Given request:
Exact copies are required of the lines from the line containing "point: small glass" through the final line of the listing, both included, and of no other lines.
╭─ Supplied entries
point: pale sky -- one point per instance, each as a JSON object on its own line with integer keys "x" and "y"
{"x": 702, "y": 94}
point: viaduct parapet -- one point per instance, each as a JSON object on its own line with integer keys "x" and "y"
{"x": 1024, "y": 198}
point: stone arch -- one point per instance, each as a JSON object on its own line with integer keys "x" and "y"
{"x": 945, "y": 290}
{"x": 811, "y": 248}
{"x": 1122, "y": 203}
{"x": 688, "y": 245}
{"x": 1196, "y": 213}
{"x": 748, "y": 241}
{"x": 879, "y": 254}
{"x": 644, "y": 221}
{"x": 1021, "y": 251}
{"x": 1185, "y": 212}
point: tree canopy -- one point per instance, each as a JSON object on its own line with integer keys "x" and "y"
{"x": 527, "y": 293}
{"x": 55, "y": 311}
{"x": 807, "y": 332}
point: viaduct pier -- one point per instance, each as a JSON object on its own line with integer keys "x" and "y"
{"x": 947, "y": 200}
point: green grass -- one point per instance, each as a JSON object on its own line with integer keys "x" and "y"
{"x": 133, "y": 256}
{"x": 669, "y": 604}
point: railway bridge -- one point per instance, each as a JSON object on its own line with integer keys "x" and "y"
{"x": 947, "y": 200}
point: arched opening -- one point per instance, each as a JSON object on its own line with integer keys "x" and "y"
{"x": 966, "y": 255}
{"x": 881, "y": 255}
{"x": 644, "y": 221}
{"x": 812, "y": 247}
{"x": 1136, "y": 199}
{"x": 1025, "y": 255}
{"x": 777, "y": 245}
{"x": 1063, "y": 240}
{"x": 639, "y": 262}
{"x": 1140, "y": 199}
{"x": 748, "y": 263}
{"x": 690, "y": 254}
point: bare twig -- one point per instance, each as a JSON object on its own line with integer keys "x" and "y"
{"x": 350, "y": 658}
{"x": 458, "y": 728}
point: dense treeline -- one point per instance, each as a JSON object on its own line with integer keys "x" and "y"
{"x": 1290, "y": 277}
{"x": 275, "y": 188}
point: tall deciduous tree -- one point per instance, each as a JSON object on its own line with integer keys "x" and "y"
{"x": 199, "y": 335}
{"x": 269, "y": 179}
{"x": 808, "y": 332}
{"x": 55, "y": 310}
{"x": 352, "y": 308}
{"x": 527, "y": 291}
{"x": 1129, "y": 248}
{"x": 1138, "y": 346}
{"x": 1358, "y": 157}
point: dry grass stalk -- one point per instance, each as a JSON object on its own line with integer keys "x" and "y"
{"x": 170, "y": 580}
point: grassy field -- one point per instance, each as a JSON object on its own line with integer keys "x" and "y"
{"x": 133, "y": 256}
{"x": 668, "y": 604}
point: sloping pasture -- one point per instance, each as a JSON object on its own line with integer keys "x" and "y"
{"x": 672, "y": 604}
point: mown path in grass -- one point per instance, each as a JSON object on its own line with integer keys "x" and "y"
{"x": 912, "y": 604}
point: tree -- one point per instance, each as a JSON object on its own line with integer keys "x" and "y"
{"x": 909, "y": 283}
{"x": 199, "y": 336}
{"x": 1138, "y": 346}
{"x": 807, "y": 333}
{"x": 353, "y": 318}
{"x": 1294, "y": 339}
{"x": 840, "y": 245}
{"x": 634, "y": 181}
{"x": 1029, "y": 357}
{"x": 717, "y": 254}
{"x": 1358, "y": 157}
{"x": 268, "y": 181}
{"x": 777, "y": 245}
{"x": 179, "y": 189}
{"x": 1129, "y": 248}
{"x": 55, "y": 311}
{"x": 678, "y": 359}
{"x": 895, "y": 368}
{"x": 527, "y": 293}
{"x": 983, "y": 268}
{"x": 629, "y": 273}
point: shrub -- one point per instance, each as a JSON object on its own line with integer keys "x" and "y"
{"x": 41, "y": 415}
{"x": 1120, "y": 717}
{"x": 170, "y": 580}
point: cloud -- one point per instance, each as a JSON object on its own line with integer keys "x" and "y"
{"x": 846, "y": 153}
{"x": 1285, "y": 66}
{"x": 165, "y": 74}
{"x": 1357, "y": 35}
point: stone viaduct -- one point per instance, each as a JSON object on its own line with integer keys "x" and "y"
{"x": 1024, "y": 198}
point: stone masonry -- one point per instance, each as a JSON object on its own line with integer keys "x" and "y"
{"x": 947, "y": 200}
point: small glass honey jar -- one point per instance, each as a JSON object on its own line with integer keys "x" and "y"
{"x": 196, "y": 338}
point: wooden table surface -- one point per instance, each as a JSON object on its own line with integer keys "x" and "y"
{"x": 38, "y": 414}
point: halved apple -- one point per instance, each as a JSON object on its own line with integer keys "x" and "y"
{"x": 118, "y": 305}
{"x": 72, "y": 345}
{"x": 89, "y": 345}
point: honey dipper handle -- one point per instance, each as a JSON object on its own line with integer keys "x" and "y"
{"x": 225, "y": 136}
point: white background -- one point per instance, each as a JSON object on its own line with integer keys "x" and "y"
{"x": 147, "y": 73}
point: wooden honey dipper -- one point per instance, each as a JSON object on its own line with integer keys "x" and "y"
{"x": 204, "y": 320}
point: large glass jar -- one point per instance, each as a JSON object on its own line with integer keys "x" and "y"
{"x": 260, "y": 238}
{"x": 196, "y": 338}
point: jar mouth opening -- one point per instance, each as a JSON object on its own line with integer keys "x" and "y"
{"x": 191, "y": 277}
╰─
Solution to the exercise:
point: small glass honey jar -- one point per instance, each as a JSON object on its own line with integer keys "x" and "y"
{"x": 196, "y": 338}
point: wooden table surface -- one point per instance, each as a JSON object on its own line with integer keys "x" and "y"
{"x": 38, "y": 414}
point: halved apple -- one point per instance, each as a JSON object on its own line with integer keys "x" and "y"
{"x": 118, "y": 305}
{"x": 72, "y": 345}
{"x": 89, "y": 345}
point: honey dipper handle -- one point per instance, each as a JSON object on its own line with integer keys "x" and "y"
{"x": 225, "y": 136}
point: white background -- one point per instance, each as a JSON object on its own line with integer keys "x" and "y"
{"x": 147, "y": 73}
point: wooden honey dipper -- one point per instance, each as a JSON object on its own line with integer keys "x" and "y"
{"x": 204, "y": 320}
point: large glass jar -- one point per instance, each as a JSON object on its own line with integer keys "x" and "y"
{"x": 260, "y": 238}
{"x": 196, "y": 338}
point: jar mouth opening -- one point per instance, each as a JSON object on its own line with integer keys "x" and "y"
{"x": 191, "y": 277}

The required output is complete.